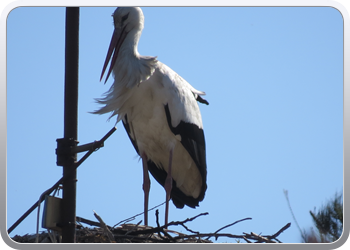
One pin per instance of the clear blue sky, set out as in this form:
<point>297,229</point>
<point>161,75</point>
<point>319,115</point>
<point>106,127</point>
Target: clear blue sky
<point>274,81</point>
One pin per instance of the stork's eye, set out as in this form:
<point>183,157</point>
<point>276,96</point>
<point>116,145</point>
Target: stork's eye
<point>125,17</point>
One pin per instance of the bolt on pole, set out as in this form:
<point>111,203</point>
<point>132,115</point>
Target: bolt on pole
<point>70,122</point>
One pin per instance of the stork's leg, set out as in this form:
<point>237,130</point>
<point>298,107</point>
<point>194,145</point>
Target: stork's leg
<point>168,186</point>
<point>146,186</point>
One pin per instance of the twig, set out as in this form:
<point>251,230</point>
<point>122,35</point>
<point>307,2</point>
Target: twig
<point>133,217</point>
<point>105,228</point>
<point>133,229</point>
<point>229,226</point>
<point>280,231</point>
<point>290,208</point>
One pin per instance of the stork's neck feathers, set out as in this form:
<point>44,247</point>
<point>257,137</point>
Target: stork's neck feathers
<point>131,68</point>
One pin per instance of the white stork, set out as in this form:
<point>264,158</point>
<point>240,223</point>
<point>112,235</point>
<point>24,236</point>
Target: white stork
<point>160,113</point>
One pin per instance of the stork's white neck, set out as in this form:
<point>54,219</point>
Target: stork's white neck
<point>131,68</point>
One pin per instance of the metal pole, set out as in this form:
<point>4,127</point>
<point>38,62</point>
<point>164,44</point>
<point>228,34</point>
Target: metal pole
<point>70,122</point>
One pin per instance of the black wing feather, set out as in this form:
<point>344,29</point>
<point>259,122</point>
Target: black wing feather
<point>192,138</point>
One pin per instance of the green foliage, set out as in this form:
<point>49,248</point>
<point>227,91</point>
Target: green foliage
<point>328,222</point>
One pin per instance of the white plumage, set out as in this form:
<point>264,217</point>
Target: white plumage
<point>160,113</point>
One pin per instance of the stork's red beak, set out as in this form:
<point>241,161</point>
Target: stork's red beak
<point>117,40</point>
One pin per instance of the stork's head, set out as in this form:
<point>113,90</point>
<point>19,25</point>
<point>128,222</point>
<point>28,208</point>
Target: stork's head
<point>128,22</point>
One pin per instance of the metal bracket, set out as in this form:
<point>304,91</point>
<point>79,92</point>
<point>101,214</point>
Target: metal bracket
<point>64,150</point>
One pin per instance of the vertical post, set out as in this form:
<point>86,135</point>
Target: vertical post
<point>70,121</point>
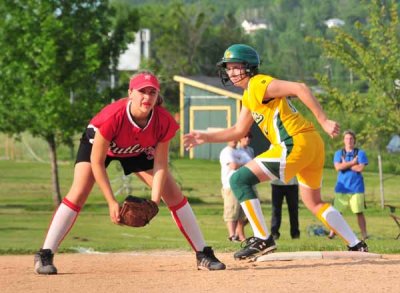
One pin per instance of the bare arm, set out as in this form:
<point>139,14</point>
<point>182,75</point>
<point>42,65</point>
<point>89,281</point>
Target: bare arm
<point>281,88</point>
<point>160,170</point>
<point>235,132</point>
<point>358,168</point>
<point>97,158</point>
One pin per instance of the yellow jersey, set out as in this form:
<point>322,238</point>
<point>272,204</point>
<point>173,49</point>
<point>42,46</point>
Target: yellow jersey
<point>277,117</point>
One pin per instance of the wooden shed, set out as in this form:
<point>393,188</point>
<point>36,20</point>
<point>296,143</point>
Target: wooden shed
<point>206,104</point>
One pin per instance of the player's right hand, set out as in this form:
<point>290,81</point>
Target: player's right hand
<point>193,139</point>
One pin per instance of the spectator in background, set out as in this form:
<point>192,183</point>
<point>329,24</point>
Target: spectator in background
<point>290,191</point>
<point>231,159</point>
<point>349,190</point>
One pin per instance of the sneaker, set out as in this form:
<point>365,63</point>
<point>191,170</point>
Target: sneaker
<point>276,236</point>
<point>43,262</point>
<point>360,246</point>
<point>206,260</point>
<point>253,247</point>
<point>234,238</point>
<point>331,235</point>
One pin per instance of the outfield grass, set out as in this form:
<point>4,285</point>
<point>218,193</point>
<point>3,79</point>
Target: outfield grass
<point>26,209</point>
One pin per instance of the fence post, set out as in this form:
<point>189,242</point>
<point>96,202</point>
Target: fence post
<point>381,180</point>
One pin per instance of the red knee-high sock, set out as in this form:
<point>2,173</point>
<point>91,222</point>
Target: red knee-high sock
<point>63,220</point>
<point>186,222</point>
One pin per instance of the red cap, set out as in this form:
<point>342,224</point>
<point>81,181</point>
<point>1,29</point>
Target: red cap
<point>143,80</point>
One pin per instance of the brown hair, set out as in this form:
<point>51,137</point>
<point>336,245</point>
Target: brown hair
<point>160,99</point>
<point>351,132</point>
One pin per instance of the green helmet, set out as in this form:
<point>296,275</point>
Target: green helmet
<point>239,53</point>
<point>242,54</point>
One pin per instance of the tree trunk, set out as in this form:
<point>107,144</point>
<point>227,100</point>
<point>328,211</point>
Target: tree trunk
<point>54,171</point>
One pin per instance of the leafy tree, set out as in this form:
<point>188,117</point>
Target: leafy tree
<point>54,56</point>
<point>185,41</point>
<point>374,56</point>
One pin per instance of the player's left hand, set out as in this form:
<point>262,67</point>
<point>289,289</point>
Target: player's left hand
<point>114,212</point>
<point>193,139</point>
<point>332,128</point>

════════════════════

## ASSIGNED TASK
From the material above, give again exactly the lines from the one that contains "<point>86,135</point>" through the one that contains "<point>272,204</point>", and leave out the pictures.

## EXPECTED ANSWER
<point>86,135</point>
Target: vertical post
<point>70,121</point>
One pin per instance of the bare arm, set out as in this form:
<point>139,14</point>
<point>182,75</point>
<point>42,65</point>
<point>89,281</point>
Target: bare arm
<point>281,88</point>
<point>160,170</point>
<point>235,132</point>
<point>358,168</point>
<point>97,158</point>
One pin per instance of the yellow jersey, set out as in this form:
<point>322,238</point>
<point>272,204</point>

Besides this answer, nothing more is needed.